[Photo-based referring expression data]

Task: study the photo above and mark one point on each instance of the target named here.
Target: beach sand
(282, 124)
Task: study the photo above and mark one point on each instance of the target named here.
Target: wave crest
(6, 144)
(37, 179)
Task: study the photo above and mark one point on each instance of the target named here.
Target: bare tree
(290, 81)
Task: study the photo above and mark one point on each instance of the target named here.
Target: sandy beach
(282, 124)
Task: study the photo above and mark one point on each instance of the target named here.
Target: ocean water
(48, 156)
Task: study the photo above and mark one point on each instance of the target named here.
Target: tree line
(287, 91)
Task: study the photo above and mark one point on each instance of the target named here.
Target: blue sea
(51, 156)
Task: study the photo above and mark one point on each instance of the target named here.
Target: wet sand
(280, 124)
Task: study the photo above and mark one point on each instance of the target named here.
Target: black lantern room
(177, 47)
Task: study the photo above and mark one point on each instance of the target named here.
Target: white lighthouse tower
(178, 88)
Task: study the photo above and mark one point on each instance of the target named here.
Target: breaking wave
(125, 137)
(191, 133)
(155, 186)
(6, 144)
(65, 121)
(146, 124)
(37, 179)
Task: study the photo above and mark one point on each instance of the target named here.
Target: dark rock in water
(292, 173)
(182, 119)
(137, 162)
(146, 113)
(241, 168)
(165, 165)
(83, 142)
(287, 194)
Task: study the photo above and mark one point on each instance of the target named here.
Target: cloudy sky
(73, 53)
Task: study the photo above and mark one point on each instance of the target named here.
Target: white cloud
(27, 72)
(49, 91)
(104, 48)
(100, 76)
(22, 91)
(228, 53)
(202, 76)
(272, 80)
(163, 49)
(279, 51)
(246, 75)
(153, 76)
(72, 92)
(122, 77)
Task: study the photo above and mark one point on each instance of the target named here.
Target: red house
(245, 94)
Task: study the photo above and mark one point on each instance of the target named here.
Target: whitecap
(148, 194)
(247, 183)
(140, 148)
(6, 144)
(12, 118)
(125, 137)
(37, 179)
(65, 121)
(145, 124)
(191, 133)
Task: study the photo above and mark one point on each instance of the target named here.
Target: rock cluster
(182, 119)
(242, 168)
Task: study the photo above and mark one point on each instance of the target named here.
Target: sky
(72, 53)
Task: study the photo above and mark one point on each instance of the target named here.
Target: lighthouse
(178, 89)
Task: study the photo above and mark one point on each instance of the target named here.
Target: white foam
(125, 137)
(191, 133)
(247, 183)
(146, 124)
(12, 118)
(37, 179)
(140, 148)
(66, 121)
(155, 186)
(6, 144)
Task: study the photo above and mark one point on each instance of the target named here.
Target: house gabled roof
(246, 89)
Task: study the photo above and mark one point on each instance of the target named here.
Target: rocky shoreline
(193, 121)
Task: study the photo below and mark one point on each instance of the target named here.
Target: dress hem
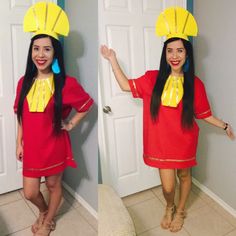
(170, 164)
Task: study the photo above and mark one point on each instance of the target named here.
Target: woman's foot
(178, 221)
(46, 228)
(38, 223)
(168, 217)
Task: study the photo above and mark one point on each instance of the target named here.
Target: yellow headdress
(176, 22)
(46, 18)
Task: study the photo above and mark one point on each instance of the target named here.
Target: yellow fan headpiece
(176, 22)
(46, 18)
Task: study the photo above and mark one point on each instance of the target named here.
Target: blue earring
(55, 66)
(186, 65)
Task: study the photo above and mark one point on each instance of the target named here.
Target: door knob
(106, 109)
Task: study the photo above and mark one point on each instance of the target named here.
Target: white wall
(81, 61)
(215, 59)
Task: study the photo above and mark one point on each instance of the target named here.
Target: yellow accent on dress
(176, 22)
(40, 93)
(173, 91)
(46, 18)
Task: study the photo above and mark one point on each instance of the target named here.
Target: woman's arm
(221, 124)
(75, 120)
(19, 143)
(121, 78)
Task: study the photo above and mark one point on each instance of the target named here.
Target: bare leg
(168, 187)
(55, 190)
(33, 194)
(185, 179)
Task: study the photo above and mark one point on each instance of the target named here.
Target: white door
(14, 45)
(127, 26)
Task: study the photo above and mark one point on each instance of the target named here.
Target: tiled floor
(205, 217)
(17, 215)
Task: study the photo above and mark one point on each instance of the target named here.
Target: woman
(172, 98)
(45, 98)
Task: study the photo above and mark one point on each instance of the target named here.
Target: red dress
(46, 154)
(167, 144)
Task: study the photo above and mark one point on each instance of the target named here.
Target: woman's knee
(31, 194)
(53, 185)
(184, 174)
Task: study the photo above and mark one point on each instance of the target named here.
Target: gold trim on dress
(203, 113)
(47, 168)
(168, 160)
(135, 88)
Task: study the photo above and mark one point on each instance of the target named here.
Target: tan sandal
(178, 221)
(46, 228)
(168, 217)
(38, 223)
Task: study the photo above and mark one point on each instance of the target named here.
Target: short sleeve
(18, 90)
(75, 96)
(201, 104)
(143, 85)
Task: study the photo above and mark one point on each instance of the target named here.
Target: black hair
(164, 72)
(59, 81)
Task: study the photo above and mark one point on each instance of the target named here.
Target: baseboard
(215, 197)
(80, 200)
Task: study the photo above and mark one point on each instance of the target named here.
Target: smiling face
(176, 56)
(42, 54)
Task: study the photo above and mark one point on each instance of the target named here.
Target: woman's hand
(107, 53)
(67, 126)
(221, 124)
(229, 132)
(19, 152)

Task details: The reply should hold every record, unchanged, and no pictures.

Answer to the exercise:
Task: study the photo above and mark one point on each instance of the target named here.
Target: beach sand
(282, 124)
Task: study the photo above and mark one point on each instance of the target named here.
Target: wave crest
(6, 144)
(37, 179)
Task: study the photo above and mark one point on each instance of the target named here.
Target: bare tree
(290, 81)
Task: study the photo above and mark one point on each instance of the target named here.
Target: sandy beach
(282, 124)
Task: study the photo above and mark one point on each instance of the target named here.
Target: ocean water
(48, 156)
Task: study the photo above and mark one point on each instance of the target named here.
Target: tree line
(287, 91)
Task: study the photo above and mark one point on each instance of the target named here.
Target: blue sea
(51, 156)
Task: study the photo above and mark one point on each instance of the target named here.
Target: wet sand
(280, 124)
Task: study the photo above and mark one point on each instance of the target named here.
Target: black lantern room
(177, 47)
Task: study the photo above and mark one point on each instance of the target named here.
Target: white lighthouse tower
(178, 88)
Task: study the photo above and mark one point on each instance of the target named here.
Target: breaking wave
(125, 137)
(191, 133)
(155, 186)
(6, 144)
(65, 121)
(146, 124)
(37, 179)
Task: study the photo above and mark one point on each instance of the target named here.
Target: dark rock in water
(292, 173)
(182, 119)
(137, 162)
(146, 113)
(241, 168)
(165, 165)
(83, 142)
(287, 194)
Task: study the photo above and mark one point on each instance of the target named here.
Target: cloudy sky
(73, 53)
Task: study the photo above and mark one point on each instance of the target named here.
Target: white cloud
(27, 72)
(49, 91)
(104, 48)
(100, 76)
(22, 91)
(228, 53)
(202, 76)
(272, 80)
(163, 49)
(279, 51)
(246, 75)
(153, 76)
(72, 92)
(122, 77)
Task: study the photo above and mark one point on each instance of the target named here.
Target: red house
(245, 94)
Task: study the photo above and mark one point on each instance of the target named here.
Target: whitecap
(148, 194)
(247, 183)
(140, 148)
(6, 144)
(12, 118)
(125, 137)
(37, 179)
(65, 121)
(145, 124)
(191, 133)
Task: study the photo above and mark one point on each instance of the target named here.
Target: rock cluster
(182, 119)
(242, 168)
Task: study the photo above and mark one point on each instance of the target named here.
Target: sky
(72, 53)
Task: study the photo above and mark one point on each instance of the target named here.
Target: lighthouse
(178, 89)
Task: study the photo above and mark one point on each instance of the target named here.
Target: white foam
(125, 137)
(191, 133)
(247, 183)
(146, 124)
(12, 118)
(37, 179)
(140, 148)
(66, 121)
(155, 186)
(6, 144)
Task: study the photo above and mark one point on each instance of the target named here.
Target: house gabled roof
(246, 89)
Task: study the photo above and mark one point on each instance of the target named here.
Target: rocky shoreline
(193, 121)
Task: study the photo below and mark one point on each instance of the target named here.
Target: dress hem
(170, 164)
Task: study the photo above and mark one point on each instance of the target named here.
Target: woman's foot
(178, 221)
(46, 228)
(38, 223)
(168, 217)
Task: study the photo above and mark one point on each instance of the target named here.
Target: yellow headdress
(176, 22)
(46, 18)
Task: study the photo above and mark one point on each instance of the target named here.
Target: yellow fan headpiece
(176, 22)
(46, 18)
Task: study the photo above and mark one point on each instance of the target named here.
Target: blue earring
(55, 66)
(186, 65)
Task: study the photo above and mark one point on each instance of the target named here.
Target: door knob
(106, 109)
Task: study the photo above and mark one point on each instance of the target named here.
Target: white wall
(81, 61)
(215, 59)
Task: study the photo above and mark one point on each instance of the target named here.
Target: yellow accent on dress
(176, 22)
(40, 93)
(173, 91)
(46, 18)
Task: study the photo above and mark one point on each instance of the target named here.
Target: woman's arm
(221, 124)
(75, 120)
(19, 143)
(121, 78)
Task: study the photo above and mark one point on each instance of the target named here.
Target: bare leg
(168, 187)
(55, 190)
(33, 194)
(185, 179)
Task: study the photo above and mark one point on each instance of the target named here.
Target: white door
(14, 45)
(127, 26)
Task: study the photo above and mark one point on each instance of the target named here.
Target: tiled floor
(205, 217)
(17, 215)
Task: study the photo above and mark one point on each instance of the target named here.
Target: woman
(172, 98)
(45, 98)
Task: study the photo above and mark one point on each instance of the target named here.
Target: red dress
(46, 154)
(167, 144)
Task: study the photo above and mark one point on each instance of the target named here.
Target: woman's knee
(31, 194)
(53, 185)
(184, 174)
Task: study the photo above and mark one point on each instance of the target named here.
Target: gold trim on dress
(203, 113)
(47, 168)
(168, 160)
(135, 88)
Task: study the photo above and mark one point on each instance of the target named here.
Target: tan sandal
(178, 221)
(46, 228)
(168, 217)
(38, 223)
Task: study the photo above and mark one point on each instance of the target named here.
Target: short sleeve
(18, 90)
(75, 96)
(201, 104)
(143, 85)
Task: study the photo above and mark one point on each instance of the target named here.
Target: black hair
(164, 72)
(59, 81)
Task: study the photo above and mark one point on each instance of the target named here.
Target: baseboard
(215, 197)
(80, 200)
Task: study the photo above and mark one point on each instance of the target named here.
Target: smiling face
(176, 56)
(42, 54)
Task: study the photo above and mark one point on each instance of the target named here.
Target: woman's hand
(107, 53)
(67, 126)
(221, 124)
(229, 132)
(19, 152)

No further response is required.